CHALLENGE A:
In the passage on the film's opening song, list every word that ends in "-ly".

In further analysis of the opening song of the film, we discover that the relation between both culture and geography can lead to reductive and negative connotations. In fact, geography can be used metaphorically to take on a personified quality that is transferred into attitudes and opinions about a given area and its inhabitants (Easterners). Hence, a region that is considered culturally backward is often perceived to be geographically as such. ‘…there is no doubt that imaginative geography and history help the mind to intensify its own sense of itself by dramatizing the distance and difference between what is close to it and what is far away’(Said 1994). The pejorative association between geography and cultural identity defines the westerner’s perception and media representation of the East. The song starts with a description of the desert as a scary and mysterious place.

DATA SECTION:

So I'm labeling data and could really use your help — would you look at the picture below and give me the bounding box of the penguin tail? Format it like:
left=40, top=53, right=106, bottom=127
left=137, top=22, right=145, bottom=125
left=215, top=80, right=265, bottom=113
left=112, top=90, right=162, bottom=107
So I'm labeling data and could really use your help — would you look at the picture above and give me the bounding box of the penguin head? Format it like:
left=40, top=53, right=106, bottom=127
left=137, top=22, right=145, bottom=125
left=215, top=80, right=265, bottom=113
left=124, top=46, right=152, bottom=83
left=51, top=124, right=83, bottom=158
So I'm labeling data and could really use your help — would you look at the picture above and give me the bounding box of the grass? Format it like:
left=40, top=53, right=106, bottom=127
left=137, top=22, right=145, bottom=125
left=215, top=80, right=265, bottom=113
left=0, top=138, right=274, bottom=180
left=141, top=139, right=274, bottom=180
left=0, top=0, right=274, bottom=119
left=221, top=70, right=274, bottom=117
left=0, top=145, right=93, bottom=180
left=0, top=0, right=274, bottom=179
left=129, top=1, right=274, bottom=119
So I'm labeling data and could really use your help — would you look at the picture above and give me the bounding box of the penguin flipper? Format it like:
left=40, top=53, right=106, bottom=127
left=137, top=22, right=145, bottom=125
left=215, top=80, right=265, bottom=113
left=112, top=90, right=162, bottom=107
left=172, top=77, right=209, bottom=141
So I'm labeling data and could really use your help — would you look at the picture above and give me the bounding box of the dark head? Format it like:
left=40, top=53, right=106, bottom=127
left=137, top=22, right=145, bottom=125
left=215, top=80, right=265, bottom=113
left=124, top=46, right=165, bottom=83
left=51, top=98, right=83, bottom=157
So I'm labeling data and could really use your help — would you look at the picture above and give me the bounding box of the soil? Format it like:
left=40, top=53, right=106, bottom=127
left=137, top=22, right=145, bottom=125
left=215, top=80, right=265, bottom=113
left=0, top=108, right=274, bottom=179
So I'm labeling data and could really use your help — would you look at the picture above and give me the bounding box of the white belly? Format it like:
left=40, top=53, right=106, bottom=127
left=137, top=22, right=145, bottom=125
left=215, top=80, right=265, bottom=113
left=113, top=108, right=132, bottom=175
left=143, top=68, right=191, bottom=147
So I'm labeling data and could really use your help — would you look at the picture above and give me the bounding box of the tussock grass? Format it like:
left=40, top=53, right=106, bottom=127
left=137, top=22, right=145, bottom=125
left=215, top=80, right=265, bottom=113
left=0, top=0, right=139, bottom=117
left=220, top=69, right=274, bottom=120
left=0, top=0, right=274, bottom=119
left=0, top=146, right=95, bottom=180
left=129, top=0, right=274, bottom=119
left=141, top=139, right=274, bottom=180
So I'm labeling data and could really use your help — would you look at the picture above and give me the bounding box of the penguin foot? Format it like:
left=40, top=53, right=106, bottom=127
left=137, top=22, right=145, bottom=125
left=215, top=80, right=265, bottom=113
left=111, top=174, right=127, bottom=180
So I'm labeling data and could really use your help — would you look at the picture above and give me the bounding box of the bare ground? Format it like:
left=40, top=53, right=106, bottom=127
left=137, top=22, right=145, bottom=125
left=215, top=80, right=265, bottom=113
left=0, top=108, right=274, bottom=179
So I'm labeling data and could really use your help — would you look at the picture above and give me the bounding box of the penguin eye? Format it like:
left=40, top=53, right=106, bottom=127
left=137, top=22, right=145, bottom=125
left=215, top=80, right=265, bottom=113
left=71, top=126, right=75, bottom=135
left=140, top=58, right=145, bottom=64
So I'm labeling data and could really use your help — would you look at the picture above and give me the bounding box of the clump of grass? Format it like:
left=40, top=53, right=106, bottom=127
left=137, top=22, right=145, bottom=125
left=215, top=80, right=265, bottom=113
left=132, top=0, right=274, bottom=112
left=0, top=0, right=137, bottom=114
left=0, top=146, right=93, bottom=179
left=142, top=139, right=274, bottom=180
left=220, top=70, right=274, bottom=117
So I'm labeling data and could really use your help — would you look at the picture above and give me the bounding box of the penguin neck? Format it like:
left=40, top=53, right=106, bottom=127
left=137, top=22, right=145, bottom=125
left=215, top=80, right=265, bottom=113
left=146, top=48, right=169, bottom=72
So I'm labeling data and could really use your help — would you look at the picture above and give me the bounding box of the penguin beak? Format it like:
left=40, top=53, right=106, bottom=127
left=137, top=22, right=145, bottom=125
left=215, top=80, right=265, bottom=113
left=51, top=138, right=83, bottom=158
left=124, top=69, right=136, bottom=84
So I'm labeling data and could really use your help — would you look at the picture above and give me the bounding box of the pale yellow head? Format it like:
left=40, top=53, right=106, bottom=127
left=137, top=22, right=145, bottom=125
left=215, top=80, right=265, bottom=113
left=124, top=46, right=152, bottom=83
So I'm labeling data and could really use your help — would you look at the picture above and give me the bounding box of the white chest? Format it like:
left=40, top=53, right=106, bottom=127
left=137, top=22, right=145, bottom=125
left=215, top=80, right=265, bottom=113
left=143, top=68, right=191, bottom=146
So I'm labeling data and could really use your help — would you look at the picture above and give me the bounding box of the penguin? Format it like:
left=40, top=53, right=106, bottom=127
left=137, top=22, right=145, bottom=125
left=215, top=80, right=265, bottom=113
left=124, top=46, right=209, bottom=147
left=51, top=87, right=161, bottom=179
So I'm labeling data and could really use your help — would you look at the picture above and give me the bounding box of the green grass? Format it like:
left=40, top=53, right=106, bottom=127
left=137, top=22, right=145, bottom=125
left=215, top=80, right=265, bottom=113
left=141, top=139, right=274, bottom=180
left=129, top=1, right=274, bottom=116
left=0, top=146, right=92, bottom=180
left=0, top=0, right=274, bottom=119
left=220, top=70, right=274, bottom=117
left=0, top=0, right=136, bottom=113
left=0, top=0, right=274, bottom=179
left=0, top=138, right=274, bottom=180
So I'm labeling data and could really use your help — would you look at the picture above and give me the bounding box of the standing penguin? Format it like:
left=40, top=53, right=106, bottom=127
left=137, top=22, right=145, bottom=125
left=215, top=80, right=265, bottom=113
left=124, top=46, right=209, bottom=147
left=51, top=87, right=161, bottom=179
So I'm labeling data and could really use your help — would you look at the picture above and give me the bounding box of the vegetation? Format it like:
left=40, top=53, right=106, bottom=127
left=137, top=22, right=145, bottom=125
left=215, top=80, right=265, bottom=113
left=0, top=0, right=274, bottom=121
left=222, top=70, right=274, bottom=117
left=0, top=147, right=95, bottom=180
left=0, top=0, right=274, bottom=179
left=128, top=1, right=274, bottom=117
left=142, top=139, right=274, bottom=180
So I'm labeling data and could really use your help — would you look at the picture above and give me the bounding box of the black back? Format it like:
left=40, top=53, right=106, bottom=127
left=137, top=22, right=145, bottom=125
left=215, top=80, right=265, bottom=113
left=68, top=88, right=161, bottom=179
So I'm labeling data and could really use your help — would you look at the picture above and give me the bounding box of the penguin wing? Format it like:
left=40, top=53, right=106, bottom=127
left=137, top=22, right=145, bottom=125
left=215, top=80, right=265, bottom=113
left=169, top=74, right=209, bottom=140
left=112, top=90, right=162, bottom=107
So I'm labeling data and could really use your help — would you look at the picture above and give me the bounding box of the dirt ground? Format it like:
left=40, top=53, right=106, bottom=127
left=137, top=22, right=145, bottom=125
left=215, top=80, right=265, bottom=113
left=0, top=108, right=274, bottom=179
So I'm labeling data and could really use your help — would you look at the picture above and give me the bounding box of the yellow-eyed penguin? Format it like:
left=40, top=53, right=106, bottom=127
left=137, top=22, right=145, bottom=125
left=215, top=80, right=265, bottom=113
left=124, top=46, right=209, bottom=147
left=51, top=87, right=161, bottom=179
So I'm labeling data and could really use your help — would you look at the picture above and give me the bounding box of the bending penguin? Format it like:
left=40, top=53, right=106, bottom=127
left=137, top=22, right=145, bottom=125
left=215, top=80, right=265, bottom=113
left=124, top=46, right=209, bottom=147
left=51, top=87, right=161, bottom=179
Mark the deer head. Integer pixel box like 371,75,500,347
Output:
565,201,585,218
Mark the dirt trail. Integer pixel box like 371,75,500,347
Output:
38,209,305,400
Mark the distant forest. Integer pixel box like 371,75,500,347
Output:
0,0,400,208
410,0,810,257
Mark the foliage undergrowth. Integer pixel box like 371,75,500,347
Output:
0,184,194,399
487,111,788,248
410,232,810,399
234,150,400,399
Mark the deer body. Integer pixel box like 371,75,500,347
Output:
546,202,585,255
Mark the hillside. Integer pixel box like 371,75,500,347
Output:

CHALLENGE B:
Return, unchanged, the lines of the records beginning with the line that contains "Mark the deer head." and continuing through the final line of the records.

RIGHT ANSWER A:
metaphorically, culturally, geographically

RIGHT ANSWER B:
Mark the deer head. Integer pixel box like 371,75,500,347
Output:
565,201,585,218
Mark the dirt trail. Integer pixel box like 371,75,500,347
Output:
38,209,305,400
Mark the distant forest. Integer pixel box like 371,75,500,347
Output:
0,0,400,208
410,0,810,257
Mark the foliage undergrowth. Integer pixel box like 371,75,500,347
Output:
0,184,194,399
487,111,788,248
410,232,810,399
234,150,400,399
Mark the deer body. Integer pixel box like 371,75,500,347
Output:
546,202,585,255
Mark the hillside. Integer pixel box like 371,75,500,347
Output:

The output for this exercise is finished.